Problem requirements –
All lines from the one containing "TASK = point to the sunlit" down to the one containing "TASK = point to the distant mountain", both ends included, are to be given again exactly; omit the rest of the listing below.

Input material –
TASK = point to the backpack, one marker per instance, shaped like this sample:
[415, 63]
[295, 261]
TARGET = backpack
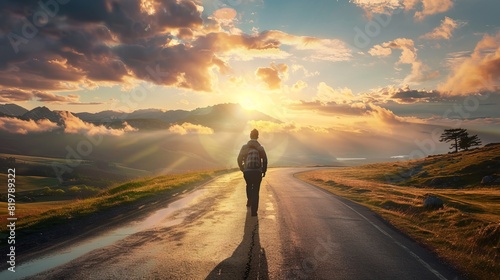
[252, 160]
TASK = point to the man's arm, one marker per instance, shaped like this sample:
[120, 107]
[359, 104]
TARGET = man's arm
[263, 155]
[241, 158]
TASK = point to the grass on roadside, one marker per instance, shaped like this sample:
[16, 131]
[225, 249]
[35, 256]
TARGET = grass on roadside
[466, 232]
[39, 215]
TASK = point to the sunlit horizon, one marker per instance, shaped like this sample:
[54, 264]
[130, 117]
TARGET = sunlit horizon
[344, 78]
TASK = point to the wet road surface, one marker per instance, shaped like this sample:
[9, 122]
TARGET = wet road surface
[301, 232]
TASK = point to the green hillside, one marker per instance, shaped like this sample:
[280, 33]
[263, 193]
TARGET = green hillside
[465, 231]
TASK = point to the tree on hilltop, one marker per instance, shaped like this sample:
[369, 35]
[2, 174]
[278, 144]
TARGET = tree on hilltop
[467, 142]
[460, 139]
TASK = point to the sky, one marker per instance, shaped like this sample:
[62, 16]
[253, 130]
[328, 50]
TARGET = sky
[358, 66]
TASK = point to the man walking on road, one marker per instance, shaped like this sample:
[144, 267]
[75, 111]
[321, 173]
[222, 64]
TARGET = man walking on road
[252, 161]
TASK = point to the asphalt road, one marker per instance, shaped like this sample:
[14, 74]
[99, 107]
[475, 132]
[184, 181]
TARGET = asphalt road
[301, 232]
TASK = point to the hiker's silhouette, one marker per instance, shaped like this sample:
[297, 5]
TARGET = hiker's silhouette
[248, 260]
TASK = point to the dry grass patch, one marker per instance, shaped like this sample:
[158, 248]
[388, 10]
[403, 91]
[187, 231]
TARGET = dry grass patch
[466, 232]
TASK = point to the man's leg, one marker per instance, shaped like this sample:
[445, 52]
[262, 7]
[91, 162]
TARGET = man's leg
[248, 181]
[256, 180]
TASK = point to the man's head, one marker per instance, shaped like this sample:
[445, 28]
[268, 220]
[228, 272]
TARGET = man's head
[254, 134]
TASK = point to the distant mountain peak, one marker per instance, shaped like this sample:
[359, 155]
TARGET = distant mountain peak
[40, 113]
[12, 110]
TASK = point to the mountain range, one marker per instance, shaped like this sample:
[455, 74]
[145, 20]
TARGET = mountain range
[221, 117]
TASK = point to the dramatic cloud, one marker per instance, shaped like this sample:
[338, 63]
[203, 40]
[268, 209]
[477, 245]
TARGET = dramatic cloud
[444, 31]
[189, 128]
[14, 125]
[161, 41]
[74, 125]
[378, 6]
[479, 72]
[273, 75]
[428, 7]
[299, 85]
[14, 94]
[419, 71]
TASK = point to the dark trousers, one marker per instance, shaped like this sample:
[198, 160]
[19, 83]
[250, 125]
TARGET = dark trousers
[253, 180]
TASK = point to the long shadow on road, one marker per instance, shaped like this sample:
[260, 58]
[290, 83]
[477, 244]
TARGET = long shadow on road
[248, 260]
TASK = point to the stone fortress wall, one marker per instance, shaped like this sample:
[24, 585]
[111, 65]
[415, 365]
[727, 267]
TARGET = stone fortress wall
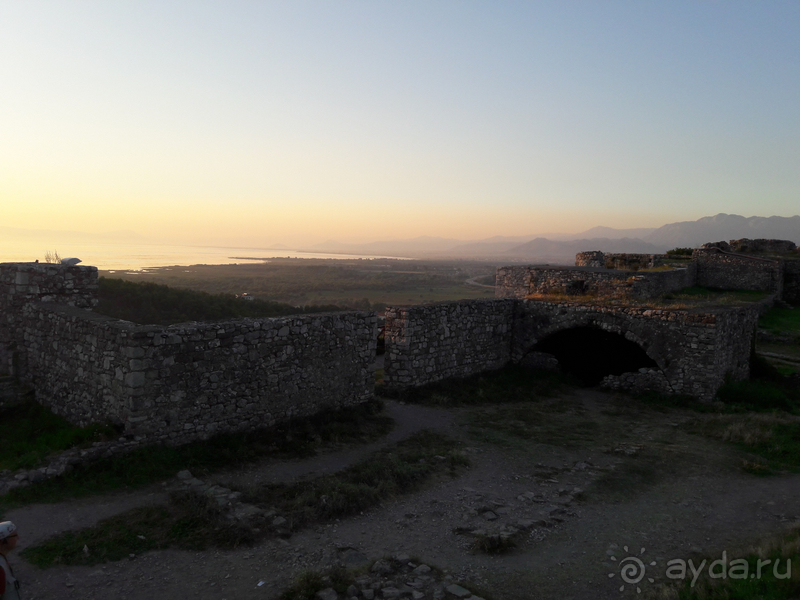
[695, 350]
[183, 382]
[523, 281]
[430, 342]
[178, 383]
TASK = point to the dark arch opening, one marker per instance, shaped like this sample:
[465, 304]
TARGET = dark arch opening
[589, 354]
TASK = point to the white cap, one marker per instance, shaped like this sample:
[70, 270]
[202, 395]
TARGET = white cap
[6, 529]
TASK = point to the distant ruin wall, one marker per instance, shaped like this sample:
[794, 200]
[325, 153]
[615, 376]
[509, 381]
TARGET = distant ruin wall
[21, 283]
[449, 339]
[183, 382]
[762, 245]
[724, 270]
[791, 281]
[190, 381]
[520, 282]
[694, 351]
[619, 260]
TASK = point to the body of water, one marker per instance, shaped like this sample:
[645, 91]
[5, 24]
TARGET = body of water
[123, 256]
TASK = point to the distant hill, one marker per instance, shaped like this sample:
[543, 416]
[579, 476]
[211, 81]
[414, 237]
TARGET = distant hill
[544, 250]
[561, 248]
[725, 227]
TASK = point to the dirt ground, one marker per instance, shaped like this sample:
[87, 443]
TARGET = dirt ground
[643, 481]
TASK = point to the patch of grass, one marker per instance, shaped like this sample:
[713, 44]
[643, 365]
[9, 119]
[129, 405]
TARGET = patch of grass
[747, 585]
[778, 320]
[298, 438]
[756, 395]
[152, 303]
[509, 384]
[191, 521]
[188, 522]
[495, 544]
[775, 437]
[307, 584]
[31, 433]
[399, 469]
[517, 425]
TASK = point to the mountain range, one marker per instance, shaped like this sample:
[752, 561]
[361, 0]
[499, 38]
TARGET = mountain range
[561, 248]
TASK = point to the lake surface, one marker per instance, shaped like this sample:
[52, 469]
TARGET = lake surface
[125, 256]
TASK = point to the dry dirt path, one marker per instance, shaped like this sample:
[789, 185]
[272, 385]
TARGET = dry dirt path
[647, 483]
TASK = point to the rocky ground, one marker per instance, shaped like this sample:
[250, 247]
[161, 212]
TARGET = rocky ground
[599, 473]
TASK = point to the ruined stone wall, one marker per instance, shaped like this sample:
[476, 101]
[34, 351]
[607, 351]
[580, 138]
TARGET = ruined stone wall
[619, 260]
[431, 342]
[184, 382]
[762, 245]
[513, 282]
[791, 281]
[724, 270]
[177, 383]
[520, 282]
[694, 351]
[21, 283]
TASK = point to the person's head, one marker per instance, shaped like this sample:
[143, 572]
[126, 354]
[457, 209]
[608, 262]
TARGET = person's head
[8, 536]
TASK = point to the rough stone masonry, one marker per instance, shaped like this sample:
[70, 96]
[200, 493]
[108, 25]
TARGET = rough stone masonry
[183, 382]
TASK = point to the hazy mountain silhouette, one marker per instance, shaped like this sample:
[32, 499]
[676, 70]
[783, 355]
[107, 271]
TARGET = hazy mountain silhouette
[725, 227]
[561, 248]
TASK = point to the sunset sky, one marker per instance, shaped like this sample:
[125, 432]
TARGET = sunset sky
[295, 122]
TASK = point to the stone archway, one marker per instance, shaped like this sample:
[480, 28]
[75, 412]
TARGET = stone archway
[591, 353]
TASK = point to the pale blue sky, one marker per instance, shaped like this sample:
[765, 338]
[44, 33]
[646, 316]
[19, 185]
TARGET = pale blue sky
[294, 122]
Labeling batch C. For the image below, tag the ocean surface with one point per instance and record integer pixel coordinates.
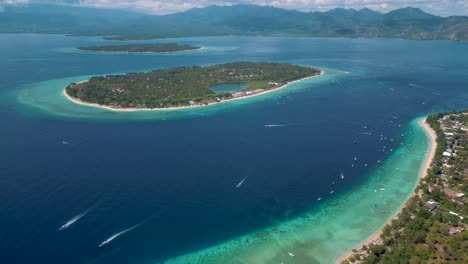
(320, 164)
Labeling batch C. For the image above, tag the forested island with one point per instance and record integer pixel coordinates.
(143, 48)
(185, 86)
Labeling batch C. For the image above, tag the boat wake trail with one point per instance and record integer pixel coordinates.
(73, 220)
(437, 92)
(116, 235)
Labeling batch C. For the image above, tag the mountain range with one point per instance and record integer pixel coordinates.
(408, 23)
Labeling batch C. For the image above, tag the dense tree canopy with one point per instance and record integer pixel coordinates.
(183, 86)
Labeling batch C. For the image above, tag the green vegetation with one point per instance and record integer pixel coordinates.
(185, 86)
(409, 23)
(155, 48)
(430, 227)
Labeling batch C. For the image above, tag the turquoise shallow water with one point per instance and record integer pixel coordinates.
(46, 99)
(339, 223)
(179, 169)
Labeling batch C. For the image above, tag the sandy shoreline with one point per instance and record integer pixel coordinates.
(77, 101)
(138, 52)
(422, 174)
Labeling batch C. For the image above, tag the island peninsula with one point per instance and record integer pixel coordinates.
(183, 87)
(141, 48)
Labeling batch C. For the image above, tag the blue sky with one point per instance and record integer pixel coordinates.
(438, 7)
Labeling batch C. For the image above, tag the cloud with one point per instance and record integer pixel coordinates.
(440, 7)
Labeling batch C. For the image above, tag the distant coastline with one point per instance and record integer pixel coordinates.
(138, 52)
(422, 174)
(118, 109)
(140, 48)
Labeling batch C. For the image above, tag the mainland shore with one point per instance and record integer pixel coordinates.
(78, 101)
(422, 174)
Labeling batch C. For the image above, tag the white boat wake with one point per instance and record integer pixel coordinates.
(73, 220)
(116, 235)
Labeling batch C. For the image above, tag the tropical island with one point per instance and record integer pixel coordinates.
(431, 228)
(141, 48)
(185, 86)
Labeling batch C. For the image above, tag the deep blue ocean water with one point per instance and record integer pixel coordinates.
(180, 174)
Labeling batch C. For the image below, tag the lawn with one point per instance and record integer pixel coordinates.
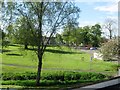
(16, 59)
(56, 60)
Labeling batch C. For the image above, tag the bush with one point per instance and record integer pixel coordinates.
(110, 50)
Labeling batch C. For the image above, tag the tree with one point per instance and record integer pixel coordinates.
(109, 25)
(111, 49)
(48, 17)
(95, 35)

* * *

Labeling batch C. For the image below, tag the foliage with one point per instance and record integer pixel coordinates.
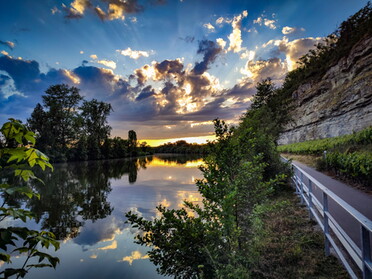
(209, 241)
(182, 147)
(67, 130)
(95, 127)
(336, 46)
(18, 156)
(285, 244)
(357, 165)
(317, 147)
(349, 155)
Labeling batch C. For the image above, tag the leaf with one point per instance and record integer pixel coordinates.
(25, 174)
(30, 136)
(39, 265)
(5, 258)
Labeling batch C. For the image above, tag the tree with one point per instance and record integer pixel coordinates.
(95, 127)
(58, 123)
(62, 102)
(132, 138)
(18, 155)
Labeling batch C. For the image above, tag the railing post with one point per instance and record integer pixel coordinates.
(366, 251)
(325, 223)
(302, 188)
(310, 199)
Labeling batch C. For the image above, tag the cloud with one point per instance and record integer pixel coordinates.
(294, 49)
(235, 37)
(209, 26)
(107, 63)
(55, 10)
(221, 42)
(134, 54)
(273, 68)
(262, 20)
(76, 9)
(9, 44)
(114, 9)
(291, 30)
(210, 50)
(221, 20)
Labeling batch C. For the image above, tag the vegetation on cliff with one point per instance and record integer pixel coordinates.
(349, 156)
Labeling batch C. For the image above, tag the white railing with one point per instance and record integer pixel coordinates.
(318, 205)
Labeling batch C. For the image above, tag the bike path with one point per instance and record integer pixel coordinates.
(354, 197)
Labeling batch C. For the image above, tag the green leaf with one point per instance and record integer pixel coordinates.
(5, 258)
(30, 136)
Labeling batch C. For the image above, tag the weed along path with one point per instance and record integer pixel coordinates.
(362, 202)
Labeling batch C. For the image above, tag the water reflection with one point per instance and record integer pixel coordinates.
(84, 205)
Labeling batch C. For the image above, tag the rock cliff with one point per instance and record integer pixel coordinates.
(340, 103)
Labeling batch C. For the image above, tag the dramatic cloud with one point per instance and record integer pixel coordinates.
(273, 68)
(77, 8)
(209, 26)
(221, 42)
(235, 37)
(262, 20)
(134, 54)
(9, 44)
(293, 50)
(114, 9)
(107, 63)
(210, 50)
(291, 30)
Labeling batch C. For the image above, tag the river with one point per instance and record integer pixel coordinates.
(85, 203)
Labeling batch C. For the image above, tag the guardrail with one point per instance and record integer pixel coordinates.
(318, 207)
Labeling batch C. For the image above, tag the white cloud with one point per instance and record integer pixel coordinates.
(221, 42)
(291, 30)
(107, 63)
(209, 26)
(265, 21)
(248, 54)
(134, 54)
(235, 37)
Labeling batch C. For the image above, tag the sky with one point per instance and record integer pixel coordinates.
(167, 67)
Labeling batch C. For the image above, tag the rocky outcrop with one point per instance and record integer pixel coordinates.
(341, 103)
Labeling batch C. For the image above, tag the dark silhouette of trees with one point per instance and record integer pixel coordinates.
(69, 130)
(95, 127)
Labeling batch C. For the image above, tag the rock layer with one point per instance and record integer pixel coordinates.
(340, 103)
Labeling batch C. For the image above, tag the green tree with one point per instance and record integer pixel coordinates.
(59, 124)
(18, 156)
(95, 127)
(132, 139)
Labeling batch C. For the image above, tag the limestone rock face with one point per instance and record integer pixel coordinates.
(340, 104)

Result –
TASK = point to the sunlit horizon, one marker per instance, shaped like this sample:
[54, 264]
[130, 117]
TARGET = sunlit horizon
[344, 78]
TASK = point to the wet road surface, one marker per instance, shaped like this sample:
[9, 122]
TARGET = wet road surface
[301, 232]
TASK = point to the green hillside, one marker per instance, shaped like this sample:
[280, 33]
[263, 193]
TARGET = green hillside
[465, 231]
TASK = point to the tree on hilltop, one marker per instance, shaped like this sample:
[369, 35]
[2, 174]
[278, 144]
TARGET = tree on hilltop
[467, 142]
[460, 139]
TASK = point to the sky, one marker per instance, shaped like this sample:
[62, 16]
[253, 130]
[328, 50]
TARGET = sky
[358, 66]
TASK = point to the man walking on road, one marker per instance, shaped like this sample:
[144, 267]
[75, 111]
[321, 173]
[222, 64]
TARGET = man walking on road
[252, 161]
TASK = point to the asphalt road, one marker per instance, shaped like this sample:
[14, 74]
[99, 107]
[475, 132]
[184, 181]
TARGET = asphalt road
[301, 232]
TASK = point to the hiker's silhouette, one marker per instance, shaped like this sample:
[297, 5]
TARGET = hiker's silhouette
[248, 260]
TASK = point to the dry grass patch, one marker per instance, shaped like this sample:
[158, 248]
[388, 10]
[403, 91]
[187, 231]
TARGET = dry grass patch
[466, 232]
TASK = point to the man's leg, one marker per instance, shaped like this sample:
[445, 52]
[262, 7]
[91, 162]
TARGET = man's leg
[248, 181]
[256, 180]
TASK = point to the man's head, one marker per instance, shaped like this sample:
[445, 28]
[268, 220]
[228, 272]
TARGET = man's head
[254, 134]
TASK = point to the distant mountain peak, one marker per instance, shaped like this sample:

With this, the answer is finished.